Data listing:
※ ※ ※

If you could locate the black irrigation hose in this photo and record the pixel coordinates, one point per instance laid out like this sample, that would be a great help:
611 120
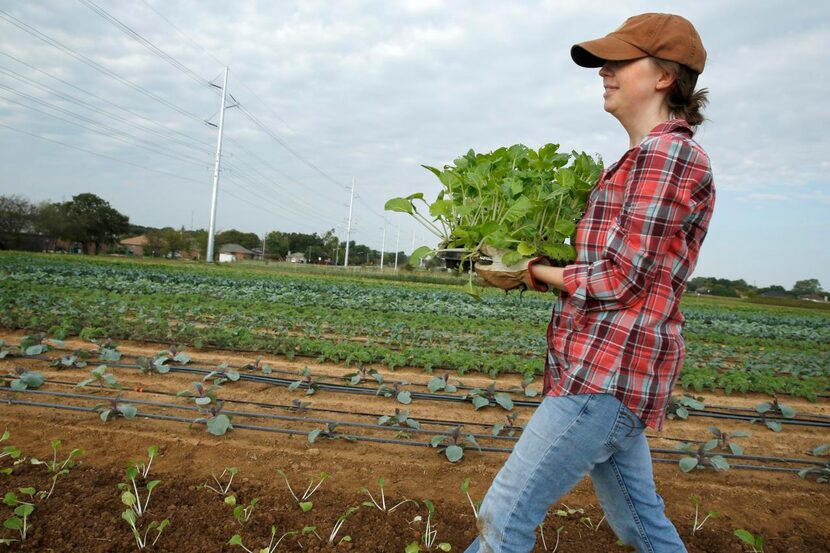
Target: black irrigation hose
383 427
360 439
443 397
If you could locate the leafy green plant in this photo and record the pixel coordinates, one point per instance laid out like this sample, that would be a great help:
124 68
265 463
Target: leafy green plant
116 408
236 539
102 378
57 468
773 407
679 406
452 446
698 522
430 535
381 506
525 201
329 432
26 379
701 457
489 396
755 542
303 500
22 511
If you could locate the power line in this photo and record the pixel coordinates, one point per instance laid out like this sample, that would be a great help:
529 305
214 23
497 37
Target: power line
80 57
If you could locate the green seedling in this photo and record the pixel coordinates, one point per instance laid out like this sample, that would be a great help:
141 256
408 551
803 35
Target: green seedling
222 488
755 542
430 536
442 384
489 396
116 409
476 505
303 500
698 523
236 539
330 432
701 457
544 542
57 468
363 374
242 513
339 524
22 511
141 541
679 406
102 378
510 427
26 380
222 374
773 407
400 418
452 446
724 440
69 362
311 385
381 506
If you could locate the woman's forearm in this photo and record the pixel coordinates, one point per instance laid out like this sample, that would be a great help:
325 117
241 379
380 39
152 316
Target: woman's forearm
552 276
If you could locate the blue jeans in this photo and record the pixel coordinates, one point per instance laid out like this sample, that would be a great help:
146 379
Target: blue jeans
567 438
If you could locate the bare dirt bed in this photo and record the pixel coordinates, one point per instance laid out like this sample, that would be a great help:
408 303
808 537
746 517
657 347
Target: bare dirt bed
84 513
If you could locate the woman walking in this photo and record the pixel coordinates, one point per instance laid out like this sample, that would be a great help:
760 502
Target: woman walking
614 341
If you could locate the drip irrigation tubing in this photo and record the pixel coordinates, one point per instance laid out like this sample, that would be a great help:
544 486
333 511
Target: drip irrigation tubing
345 388
373 439
384 427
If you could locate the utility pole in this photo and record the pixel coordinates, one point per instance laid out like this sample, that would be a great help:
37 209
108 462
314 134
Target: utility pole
349 227
212 228
383 243
397 246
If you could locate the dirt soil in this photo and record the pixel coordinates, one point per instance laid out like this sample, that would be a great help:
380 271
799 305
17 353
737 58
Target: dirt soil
84 512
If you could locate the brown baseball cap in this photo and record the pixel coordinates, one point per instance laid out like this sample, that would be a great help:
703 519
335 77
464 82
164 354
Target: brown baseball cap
660 35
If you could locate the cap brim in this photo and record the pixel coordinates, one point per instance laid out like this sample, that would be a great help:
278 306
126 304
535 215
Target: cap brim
595 53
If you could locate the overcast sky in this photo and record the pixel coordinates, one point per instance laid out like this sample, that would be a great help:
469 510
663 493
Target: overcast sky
369 90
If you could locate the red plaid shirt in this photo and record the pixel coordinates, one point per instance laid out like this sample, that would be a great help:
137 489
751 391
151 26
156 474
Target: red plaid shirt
616 329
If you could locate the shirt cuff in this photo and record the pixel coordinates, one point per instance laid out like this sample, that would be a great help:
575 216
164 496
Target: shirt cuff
571 277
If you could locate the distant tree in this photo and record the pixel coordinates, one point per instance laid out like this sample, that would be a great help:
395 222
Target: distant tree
807 288
17 214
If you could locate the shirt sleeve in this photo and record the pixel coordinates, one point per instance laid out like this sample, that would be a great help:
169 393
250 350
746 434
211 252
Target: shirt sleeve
657 200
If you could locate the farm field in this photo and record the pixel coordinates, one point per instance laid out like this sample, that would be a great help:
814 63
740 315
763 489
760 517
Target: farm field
284 335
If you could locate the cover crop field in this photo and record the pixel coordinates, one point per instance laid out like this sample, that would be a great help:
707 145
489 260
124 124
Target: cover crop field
228 391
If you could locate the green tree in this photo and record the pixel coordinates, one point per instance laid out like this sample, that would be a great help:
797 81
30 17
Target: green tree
807 287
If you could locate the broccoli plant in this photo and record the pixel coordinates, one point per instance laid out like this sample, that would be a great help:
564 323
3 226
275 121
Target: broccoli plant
430 537
724 440
22 510
679 406
57 468
303 500
26 379
236 539
773 407
381 506
311 385
442 384
755 542
102 378
698 523
400 418
116 408
363 374
329 432
222 374
701 457
510 428
453 445
489 396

※ ※ ※

_Your objective_.
Copy word for word the part of the data above that opens with the line containing "If you could locate the broccoli" and runs through the final line of the data.

_Response to this exercise_.
If you could locate the broccoli plant in this photo and record the pixel coordinates, one point per instance laid out like this sample, that would be a great help:
564 323
3 226
275 121
Target: broccoli plant
430 537
724 440
22 510
679 406
57 468
303 500
26 379
236 539
773 407
381 506
311 385
442 384
755 542
102 378
698 523
400 418
116 408
363 374
329 432
222 374
701 457
510 428
453 445
489 396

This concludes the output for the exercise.